- [WHAT IS NEEDED] Every record below must be written out exactly. Leave out the pictures.

[[ DATA SUPPLIED open ]]

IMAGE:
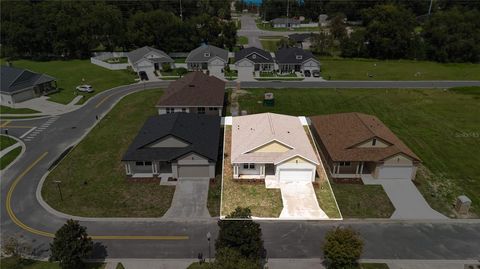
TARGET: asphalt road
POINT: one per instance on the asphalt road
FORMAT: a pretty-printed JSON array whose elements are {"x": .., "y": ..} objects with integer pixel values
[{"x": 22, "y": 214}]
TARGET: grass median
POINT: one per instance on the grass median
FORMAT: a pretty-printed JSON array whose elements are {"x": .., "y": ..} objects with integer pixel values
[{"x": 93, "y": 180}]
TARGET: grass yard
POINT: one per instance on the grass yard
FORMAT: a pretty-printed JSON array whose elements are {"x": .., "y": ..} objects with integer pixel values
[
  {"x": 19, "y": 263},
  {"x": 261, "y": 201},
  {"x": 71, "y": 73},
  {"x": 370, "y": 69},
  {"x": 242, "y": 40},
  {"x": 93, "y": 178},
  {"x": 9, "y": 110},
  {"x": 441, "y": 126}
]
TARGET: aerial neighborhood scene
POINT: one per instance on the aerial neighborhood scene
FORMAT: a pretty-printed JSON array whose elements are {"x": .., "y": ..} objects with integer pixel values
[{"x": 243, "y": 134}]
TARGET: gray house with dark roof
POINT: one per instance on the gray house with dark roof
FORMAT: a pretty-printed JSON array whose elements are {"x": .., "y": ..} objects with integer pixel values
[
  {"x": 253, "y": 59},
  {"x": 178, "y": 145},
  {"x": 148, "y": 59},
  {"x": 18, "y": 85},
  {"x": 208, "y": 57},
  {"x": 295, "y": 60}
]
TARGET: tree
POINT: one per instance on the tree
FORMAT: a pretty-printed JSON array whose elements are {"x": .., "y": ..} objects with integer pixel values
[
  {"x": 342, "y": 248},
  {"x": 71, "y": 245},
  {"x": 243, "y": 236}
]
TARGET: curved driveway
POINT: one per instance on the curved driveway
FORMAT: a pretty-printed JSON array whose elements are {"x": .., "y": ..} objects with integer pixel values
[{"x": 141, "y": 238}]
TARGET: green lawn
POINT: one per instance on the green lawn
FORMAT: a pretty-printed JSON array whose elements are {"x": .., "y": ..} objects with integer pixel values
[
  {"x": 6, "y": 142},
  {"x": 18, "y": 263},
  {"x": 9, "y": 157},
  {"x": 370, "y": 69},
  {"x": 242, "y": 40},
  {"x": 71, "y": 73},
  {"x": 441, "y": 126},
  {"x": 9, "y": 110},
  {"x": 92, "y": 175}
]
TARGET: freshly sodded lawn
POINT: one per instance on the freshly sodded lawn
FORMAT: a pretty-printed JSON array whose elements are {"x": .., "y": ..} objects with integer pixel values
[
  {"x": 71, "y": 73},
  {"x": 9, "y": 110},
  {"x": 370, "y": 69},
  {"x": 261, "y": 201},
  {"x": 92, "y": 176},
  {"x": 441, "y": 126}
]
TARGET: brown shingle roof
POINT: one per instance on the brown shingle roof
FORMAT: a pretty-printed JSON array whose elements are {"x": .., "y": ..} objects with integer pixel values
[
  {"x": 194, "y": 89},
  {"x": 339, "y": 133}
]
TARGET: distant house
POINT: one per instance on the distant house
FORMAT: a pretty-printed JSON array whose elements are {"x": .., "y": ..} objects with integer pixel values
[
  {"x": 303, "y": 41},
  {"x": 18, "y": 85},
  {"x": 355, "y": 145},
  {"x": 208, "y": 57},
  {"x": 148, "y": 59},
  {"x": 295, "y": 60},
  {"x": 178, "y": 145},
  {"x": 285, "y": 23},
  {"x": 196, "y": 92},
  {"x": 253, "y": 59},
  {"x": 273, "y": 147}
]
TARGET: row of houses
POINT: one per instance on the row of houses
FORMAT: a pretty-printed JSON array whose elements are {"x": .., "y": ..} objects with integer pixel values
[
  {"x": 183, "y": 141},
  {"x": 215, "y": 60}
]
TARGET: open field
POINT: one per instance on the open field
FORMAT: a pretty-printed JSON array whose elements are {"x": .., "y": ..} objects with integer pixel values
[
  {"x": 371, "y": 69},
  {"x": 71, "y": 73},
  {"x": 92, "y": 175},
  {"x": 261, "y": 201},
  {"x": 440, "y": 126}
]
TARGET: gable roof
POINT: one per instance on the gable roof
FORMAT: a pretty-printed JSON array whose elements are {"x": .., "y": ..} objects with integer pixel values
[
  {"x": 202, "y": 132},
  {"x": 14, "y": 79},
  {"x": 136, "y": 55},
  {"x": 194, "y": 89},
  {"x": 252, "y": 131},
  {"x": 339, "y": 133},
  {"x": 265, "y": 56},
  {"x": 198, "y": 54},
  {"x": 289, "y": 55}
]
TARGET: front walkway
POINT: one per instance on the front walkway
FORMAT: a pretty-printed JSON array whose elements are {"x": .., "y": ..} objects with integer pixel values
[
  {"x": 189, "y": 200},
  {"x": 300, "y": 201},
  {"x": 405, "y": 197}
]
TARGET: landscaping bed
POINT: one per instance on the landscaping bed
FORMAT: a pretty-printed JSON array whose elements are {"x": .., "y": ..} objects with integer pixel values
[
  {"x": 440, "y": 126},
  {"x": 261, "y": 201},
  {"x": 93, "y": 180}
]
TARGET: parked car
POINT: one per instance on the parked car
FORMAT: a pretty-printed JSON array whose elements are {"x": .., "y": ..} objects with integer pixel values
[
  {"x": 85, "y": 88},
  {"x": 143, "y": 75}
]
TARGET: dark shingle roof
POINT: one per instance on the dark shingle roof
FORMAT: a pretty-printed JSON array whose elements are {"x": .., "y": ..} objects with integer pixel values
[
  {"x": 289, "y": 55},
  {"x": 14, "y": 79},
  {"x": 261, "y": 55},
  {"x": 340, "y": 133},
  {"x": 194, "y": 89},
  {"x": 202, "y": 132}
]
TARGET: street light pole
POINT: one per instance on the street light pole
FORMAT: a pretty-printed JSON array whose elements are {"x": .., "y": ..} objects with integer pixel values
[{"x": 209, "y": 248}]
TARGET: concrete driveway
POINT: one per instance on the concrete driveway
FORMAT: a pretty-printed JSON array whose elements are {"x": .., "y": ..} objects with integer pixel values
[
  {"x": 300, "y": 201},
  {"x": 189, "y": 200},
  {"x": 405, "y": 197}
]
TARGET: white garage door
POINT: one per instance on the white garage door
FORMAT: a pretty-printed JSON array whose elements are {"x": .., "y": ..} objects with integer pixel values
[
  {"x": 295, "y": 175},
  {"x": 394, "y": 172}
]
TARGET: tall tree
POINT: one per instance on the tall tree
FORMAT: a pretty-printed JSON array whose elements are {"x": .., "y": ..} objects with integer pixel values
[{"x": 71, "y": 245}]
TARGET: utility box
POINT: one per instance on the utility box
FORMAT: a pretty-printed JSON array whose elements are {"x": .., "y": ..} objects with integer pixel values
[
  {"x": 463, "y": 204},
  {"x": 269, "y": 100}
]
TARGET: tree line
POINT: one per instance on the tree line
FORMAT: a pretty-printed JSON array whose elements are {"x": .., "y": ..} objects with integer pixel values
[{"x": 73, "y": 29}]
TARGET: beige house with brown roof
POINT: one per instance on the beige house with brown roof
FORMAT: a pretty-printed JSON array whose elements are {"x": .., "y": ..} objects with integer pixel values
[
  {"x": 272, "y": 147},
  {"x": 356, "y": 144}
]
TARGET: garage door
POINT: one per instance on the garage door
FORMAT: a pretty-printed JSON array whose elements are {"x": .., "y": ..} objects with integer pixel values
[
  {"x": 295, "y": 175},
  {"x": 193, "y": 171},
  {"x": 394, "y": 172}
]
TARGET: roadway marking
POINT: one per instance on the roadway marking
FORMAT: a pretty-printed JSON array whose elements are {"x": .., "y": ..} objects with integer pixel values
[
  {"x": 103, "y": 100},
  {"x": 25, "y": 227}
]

[[ DATA SUPPLIED closed ]]

- [OUTPUT OF THE EXERCISE]
IMAGE:
TARGET: asphalt road
POINT: one per instance on the asphalt road
FORMAT: a pretty-printed JSON array whose elements are {"x": .., "y": ..} objects with integer pixel values
[{"x": 22, "y": 214}]
TARGET: grass median
POINT: one per instance on the grass median
FORMAT: a pretty-printed JSON array whose elements are {"x": .., "y": ..} objects with integer pixel values
[{"x": 93, "y": 180}]
TARGET: grass yard
POINT: one per instance on the grass yard
FORMAT: a pretty-printed JSON array whose elements are {"x": .., "y": ..} objects with integer pixel values
[
  {"x": 19, "y": 263},
  {"x": 261, "y": 201},
  {"x": 71, "y": 73},
  {"x": 370, "y": 69},
  {"x": 242, "y": 40},
  {"x": 93, "y": 178},
  {"x": 9, "y": 110},
  {"x": 441, "y": 126}
]
TARGET: aerial neighborhood scene
POINT: one per instance on the aerial neighborhood scene
FORMAT: a pretty-printed JSON array whose elements are {"x": .., "y": ..} objects with integer pixel values
[{"x": 243, "y": 134}]
TARGET: gray house with dark roof
POINT: one per instance on the gray house with dark roof
FORMAT: a pretty-printed JSON array whose elements are {"x": .., "y": ..} objects with integer pixel values
[
  {"x": 253, "y": 59},
  {"x": 178, "y": 145},
  {"x": 148, "y": 59},
  {"x": 18, "y": 85},
  {"x": 208, "y": 57},
  {"x": 295, "y": 60}
]
TARGET: tree
POINT: one per instance on the tree
FORMAT: a pretty-printed JSON array whose elements are {"x": .., "y": ..} objects with integer pixel values
[
  {"x": 342, "y": 248},
  {"x": 71, "y": 245},
  {"x": 243, "y": 236}
]
TARGET: curved driveway
POINT: one per instance on the curved driveway
FORMAT: a pretty-printed JSON array whose elements are {"x": .., "y": ..} objects with integer pixel values
[{"x": 141, "y": 238}]
TARGET: green lawn
POINT: one per instance on the green lawn
FORMAT: a pretty-printed JSON array whose elements are {"x": .., "y": ..} objects with integer pixel values
[
  {"x": 6, "y": 142},
  {"x": 18, "y": 263},
  {"x": 9, "y": 157},
  {"x": 370, "y": 69},
  {"x": 242, "y": 40},
  {"x": 71, "y": 73},
  {"x": 441, "y": 126},
  {"x": 9, "y": 110},
  {"x": 92, "y": 175}
]
TARGET: freshly sodded lawn
POINT: one per instance on the freshly sodded lawn
FORMAT: a pretty-printed JSON array whose elements are {"x": .., "y": ..} objects with integer pixel values
[
  {"x": 71, "y": 73},
  {"x": 9, "y": 110},
  {"x": 370, "y": 69},
  {"x": 261, "y": 201},
  {"x": 92, "y": 176},
  {"x": 441, "y": 126}
]
TARGET: brown shingle roof
POINT: one per instance on the brown shingle roof
FORMAT: a pretty-printed JSON array whose elements are {"x": .., "y": ..} objects with integer pixel values
[
  {"x": 194, "y": 89},
  {"x": 339, "y": 133}
]
TARGET: distant house
POINT: one per instance on the distant house
FORMAT: a pretty-printed JSON array whose elements are {"x": .., "y": ..} objects with integer pixel values
[
  {"x": 303, "y": 41},
  {"x": 18, "y": 85},
  {"x": 355, "y": 145},
  {"x": 208, "y": 57},
  {"x": 148, "y": 59},
  {"x": 295, "y": 60},
  {"x": 178, "y": 145},
  {"x": 285, "y": 23},
  {"x": 196, "y": 92},
  {"x": 253, "y": 59},
  {"x": 273, "y": 147}
]
TARGET: row of houses
POINT: one per instance on the row of houses
FORMAT: a pretty-printed JSON array whose elements are {"x": .., "y": ..} objects with integer pixel values
[
  {"x": 183, "y": 141},
  {"x": 215, "y": 60}
]
TARGET: open field
POINT: one per instance on the open field
FORMAT: a pretty-printed JSON array whose elements are {"x": .., "y": ..} objects with integer pixel values
[
  {"x": 371, "y": 69},
  {"x": 71, "y": 73},
  {"x": 92, "y": 175},
  {"x": 261, "y": 201},
  {"x": 440, "y": 126}
]
TARGET: gable roof
POINT: one per instance on the gable roof
FORMAT: a pretty-printed JSON array whose elements are {"x": .., "y": ..} objects with integer pixel values
[
  {"x": 202, "y": 132},
  {"x": 14, "y": 79},
  {"x": 136, "y": 55},
  {"x": 194, "y": 89},
  {"x": 252, "y": 131},
  {"x": 339, "y": 133},
  {"x": 265, "y": 56},
  {"x": 198, "y": 54},
  {"x": 289, "y": 55}
]
TARGET: front walkway
POINT: one per instance on the front walkway
FORMAT: a pretty-printed JSON array whose elements are {"x": .., "y": ..} objects with integer pixel values
[
  {"x": 189, "y": 200},
  {"x": 300, "y": 201},
  {"x": 405, "y": 197}
]
TARGET: landscaping bed
POINT: one per instance on the landscaping bed
FORMAT: a pretty-printed JSON array whose elements are {"x": .., "y": ..} objects with integer pixel values
[
  {"x": 440, "y": 126},
  {"x": 261, "y": 201},
  {"x": 93, "y": 180}
]
TARGET: parked car
POINT: one per instance on the parked car
FORMAT: a pretty-printed JSON array whose elements are {"x": .., "y": ..} objects with integer pixel values
[
  {"x": 85, "y": 88},
  {"x": 143, "y": 75}
]
TARGET: dark shingle roof
POINT: one per instance on the dark shingle roof
FORMAT: a pretty-printed JSON array whose elements are {"x": .., "y": ..} objects with integer pixel values
[
  {"x": 289, "y": 55},
  {"x": 14, "y": 79},
  {"x": 261, "y": 55},
  {"x": 340, "y": 133},
  {"x": 194, "y": 89},
  {"x": 202, "y": 132}
]
TARGET: street light pole
POINT: one per instance on the street light pole
FORMAT: a pretty-printed JSON array whose elements are {"x": .., "y": ..} objects with integer pixel values
[{"x": 209, "y": 248}]
TARGET: concrete driveway
POINT: one per instance on the concrete driveway
FORMAT: a pretty-printed JSON array whose elements are {"x": .., "y": ..} objects with integer pixel values
[
  {"x": 300, "y": 201},
  {"x": 189, "y": 200},
  {"x": 405, "y": 197}
]
TARGET: white garage door
POINT: one per instance on the white garage door
FORMAT: a pretty-printed JSON array whose elements are {"x": .., "y": ..} objects with integer pixel values
[
  {"x": 295, "y": 175},
  {"x": 394, "y": 172}
]
TARGET: tall tree
POINT: one per instance on the tall tree
FORMAT: a pretty-printed JSON array whose elements are {"x": .., "y": ..} objects with integer pixel values
[{"x": 71, "y": 245}]
TARGET: utility box
POINT: one per instance on the utility box
FORMAT: a pretty-printed JSON array whose elements are {"x": .., "y": ..} objects with integer pixel values
[
  {"x": 463, "y": 204},
  {"x": 269, "y": 100}
]
TARGET: tree line
POINT: one per instance on the tree line
FORMAT: a pretty-printed JSON array whose elements are {"x": .., "y": ..} objects with integer pixel values
[{"x": 73, "y": 29}]
TARGET: beige house with brown roof
POINT: one per instance on the beige house with brown roof
FORMAT: a pretty-printed JSON array whose elements are {"x": .., "y": ..} objects with integer pixel values
[
  {"x": 272, "y": 147},
  {"x": 356, "y": 144}
]
TARGET: garage door
POINT: one per instance on the garage door
FORMAT: a pretty-printed JSON array whose elements are {"x": .., "y": ..} objects with integer pixel values
[
  {"x": 295, "y": 175},
  {"x": 193, "y": 171},
  {"x": 394, "y": 172}
]
TARGET: roadway marking
POINT: one per instance on the roadway marking
FORMAT: a pretty-printed JSON array whose elements are {"x": .., "y": ..} objects with integer pixel values
[
  {"x": 103, "y": 100},
  {"x": 25, "y": 227}
]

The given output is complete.